### What you will do:
Extract every one of the following lines and reproduce each one word for word.

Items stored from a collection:
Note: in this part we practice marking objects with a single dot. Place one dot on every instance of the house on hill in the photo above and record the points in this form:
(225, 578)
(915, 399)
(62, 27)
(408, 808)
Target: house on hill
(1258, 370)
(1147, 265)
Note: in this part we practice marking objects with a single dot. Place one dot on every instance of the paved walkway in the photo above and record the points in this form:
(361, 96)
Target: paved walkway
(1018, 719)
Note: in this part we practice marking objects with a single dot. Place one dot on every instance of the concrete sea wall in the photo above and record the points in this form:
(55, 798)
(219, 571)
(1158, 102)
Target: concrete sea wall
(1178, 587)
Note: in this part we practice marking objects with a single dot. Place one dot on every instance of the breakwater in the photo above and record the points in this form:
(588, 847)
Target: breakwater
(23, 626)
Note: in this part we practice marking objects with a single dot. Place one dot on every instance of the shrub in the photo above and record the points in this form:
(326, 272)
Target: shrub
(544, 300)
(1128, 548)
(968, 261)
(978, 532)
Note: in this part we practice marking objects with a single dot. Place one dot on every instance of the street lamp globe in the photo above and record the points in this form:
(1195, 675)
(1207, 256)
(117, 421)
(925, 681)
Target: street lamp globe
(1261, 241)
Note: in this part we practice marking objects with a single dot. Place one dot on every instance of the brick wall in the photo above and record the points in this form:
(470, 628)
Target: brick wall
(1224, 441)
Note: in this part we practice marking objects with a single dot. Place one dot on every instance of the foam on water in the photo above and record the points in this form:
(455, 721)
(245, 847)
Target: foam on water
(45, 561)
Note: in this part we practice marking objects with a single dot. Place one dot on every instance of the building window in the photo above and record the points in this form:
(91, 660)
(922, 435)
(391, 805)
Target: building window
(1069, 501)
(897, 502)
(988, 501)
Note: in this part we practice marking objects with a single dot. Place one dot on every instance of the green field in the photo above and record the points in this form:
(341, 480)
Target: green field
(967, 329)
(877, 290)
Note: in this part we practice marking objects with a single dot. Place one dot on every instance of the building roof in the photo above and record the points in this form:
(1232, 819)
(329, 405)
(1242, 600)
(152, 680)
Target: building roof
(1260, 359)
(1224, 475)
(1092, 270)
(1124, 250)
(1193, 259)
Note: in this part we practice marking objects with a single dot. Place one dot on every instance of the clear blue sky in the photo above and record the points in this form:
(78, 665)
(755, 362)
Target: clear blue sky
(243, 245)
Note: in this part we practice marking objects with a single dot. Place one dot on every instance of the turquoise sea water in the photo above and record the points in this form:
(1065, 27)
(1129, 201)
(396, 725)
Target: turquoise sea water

### Response for this exercise:
Note: in this part we practice marking objects with a single dot. Place one dot on every instance of the house on hill in the photo above and record the points in this form:
(225, 578)
(915, 399)
(62, 27)
(408, 808)
Target: house on hill
(1258, 370)
(1147, 265)
Note: in this part we practice marking objects with a single dot. Place one dot on every instance of the paved walkway in the photo above and record the points in this form:
(361, 96)
Target: paved walkway
(1018, 719)
Note: in this part we practice marking objects with a single dot. Place one dot on every instance of the concrete sea wall in the photo above and record the points in this form:
(55, 798)
(219, 571)
(1158, 102)
Target: concrete sea wall
(1178, 587)
Note: in this part we practice marking objects with a single dot. Place one dot on every instance of the breakwater in the photo above and record the points in this form:
(588, 847)
Target: breakwater
(23, 626)
Note: in this part we practice marking objects with a single dot. Place one dot on every instance of the shrub in the photo above and record the points in this form:
(326, 272)
Target: shrub
(544, 300)
(1128, 548)
(968, 261)
(978, 532)
Note: in this part we practice marking objects with a single dot. Place one dot on every instance of the street lamp globe in the photo above and record the points in this form:
(1195, 675)
(1207, 256)
(117, 421)
(925, 681)
Target: street lamp globe
(1261, 241)
Note: in this part we practice marking objects with a single dot. Place one dot on every instance of the brick wall in the photo above and record the points in this form:
(470, 628)
Target: brick wall
(1224, 441)
Note: in this part we practice marking objects with a single dot. Place one dot on every instance of the foam on water in the photo above and record the points in this form:
(455, 721)
(245, 847)
Target: foam on water
(45, 561)
Note: in this part we practice marking objects with a single dot. Place one dot on every instance of the building window in the photo above and record the points in this form:
(91, 660)
(922, 435)
(391, 805)
Target: building window
(1069, 501)
(897, 502)
(988, 501)
Note: in this part we practice marking objects with a single dot. Place one dot on every instance of the green field in the photo above and record the points in this form:
(341, 480)
Target: green field
(967, 329)
(877, 290)
Note: in this part we practice marking objects with a single dot. Place one dot on every instance of the building roof in the photo above and record the points in this form:
(1232, 819)
(329, 405)
(1242, 600)
(152, 680)
Target: building roof
(1260, 359)
(1224, 475)
(1092, 270)
(1124, 250)
(1193, 259)
Note: in this part we practice marking objects with a single dot. Place one dot on every instance of the clear blue sky in the photo above and record the points in this form:
(78, 665)
(755, 362)
Target: clear blue sky
(243, 245)
Note: in this part we practice marking objects with a single dot. Place one dot on every instance of the turquoise sea water in the photo above and record the points in this form:
(1065, 27)
(1129, 201)
(396, 725)
Target: turquoise sea water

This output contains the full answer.